Selected passage:
::::

# D170 tractor lost drive power - issue with hydro?



## joshuauth (May 21, 2012)

I have a D170 tractor with about 35 hours on it. All was operating normal when I stopped to pick something up. Started engine again the pressing pedal tractor would not drive. After a few minutes and a few stop/starts of the engine I slowly got some drive power, but it's really weak. I would say it's running at about half torque at best, ok on flat ground but can't take a grade. 

Is there something I can check or service, or is everything with the hydro sealed?


----------



## bigl22 (Sep 16, 2003)

did you check the drive belt and tensioner pulley ?


----------



## jdeluca (Jun 30, 2012)

How old is this tractor? I was a service manager at a jd dealer. That should be covered under warranty unless you got a stick lodged in there or something, the hydrostatic transmission on the D series tractors are not the greatest


----------



## joshuauth (May 21, 2012)

It turns out a chunk of wood managed to fall down behind the parking break pedal. This prevented the pedal from returning completely to the relaxed position. The pedal disengages the drive belt tensioner, so it had the effect of losing drive power. The tricky part was not being able to see the chunk of wood!


----------



## mowerman316 (Jun 30, 2012)

316 hydostat the more you use it the faster it goes without moving the control handle, eventually mowing in neautral


----------

::::

What is being asked: Please reproduce the entire forum thread above about the D170 tractor losing drive power, word for word. You won't need the records.

::::

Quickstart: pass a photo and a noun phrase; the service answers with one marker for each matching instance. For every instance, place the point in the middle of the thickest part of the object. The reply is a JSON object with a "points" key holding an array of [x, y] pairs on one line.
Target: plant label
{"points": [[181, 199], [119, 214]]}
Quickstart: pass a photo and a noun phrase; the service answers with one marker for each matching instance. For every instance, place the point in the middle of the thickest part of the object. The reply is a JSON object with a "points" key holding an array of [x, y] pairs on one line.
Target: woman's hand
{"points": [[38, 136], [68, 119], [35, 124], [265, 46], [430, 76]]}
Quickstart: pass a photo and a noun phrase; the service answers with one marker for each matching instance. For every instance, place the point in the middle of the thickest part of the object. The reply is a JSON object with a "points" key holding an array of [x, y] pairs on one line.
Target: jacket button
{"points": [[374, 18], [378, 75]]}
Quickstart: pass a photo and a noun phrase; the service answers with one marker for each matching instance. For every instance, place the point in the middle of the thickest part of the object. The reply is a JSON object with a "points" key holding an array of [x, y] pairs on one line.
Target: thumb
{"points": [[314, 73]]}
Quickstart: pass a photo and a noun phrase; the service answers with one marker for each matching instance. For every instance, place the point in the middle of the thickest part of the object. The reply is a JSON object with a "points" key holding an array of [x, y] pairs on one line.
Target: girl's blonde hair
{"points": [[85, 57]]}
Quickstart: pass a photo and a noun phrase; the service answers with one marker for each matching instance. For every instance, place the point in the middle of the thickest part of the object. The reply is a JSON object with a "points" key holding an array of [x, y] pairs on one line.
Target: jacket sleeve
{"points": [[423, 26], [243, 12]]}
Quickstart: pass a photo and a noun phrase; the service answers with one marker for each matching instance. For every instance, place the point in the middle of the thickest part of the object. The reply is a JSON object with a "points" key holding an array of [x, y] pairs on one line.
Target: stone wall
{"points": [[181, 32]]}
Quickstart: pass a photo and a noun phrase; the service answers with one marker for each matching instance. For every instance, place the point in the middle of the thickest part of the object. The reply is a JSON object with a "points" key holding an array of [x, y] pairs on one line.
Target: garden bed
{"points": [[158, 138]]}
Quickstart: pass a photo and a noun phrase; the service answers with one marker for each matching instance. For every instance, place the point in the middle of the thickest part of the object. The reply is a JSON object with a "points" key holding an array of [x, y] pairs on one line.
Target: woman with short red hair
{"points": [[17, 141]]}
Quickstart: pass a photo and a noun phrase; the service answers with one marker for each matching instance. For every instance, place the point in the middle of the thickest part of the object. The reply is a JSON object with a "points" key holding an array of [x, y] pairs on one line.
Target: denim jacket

::::

Response below:
# D170 tractor lost drive power - issue with hydro?



## joshuauth (May 21, 2012)

I have a D170 tractor with about 35 hours on it. All was operating normal when I stopped to pick something up. Started engine again the pressing pedal tractor would not drive. After a few minutes and a few stop/starts of the engine I slowly got some drive power, but it's really weak. I would say it's running at about half torque at best, ok on flat ground but can't take a grade. 

Is there something I can check or service, or is everything with the hydro sealed?


----------



## bigl22 (Sep 16, 2003)

did you check the drive belt and tensioner pulley ?


----------



## jdeluca (Jun 30, 2012)

How old is this tractor? I was a service manager at a jd dealer. That should be covered under warranty unless you got a stick lodged in there or something, the hydrostatic transmission on the D series tractors are not the greatest


----------



## joshuauth (May 21, 2012)

It turns out a chunk of wood managed to fall down behind the parking break pedal. This prevented the pedal from returning completely to the relaxed position. The pedal disengages the drive belt tensioner, so it had the effect of losing drive power. The tricky part was not being able to see the chunk of wood!


----------



## mowerman316 (Jun 30, 2012)

316 hydostat the more you use it the faster it goes without moving the control handle, eventually mowing in neautral


----------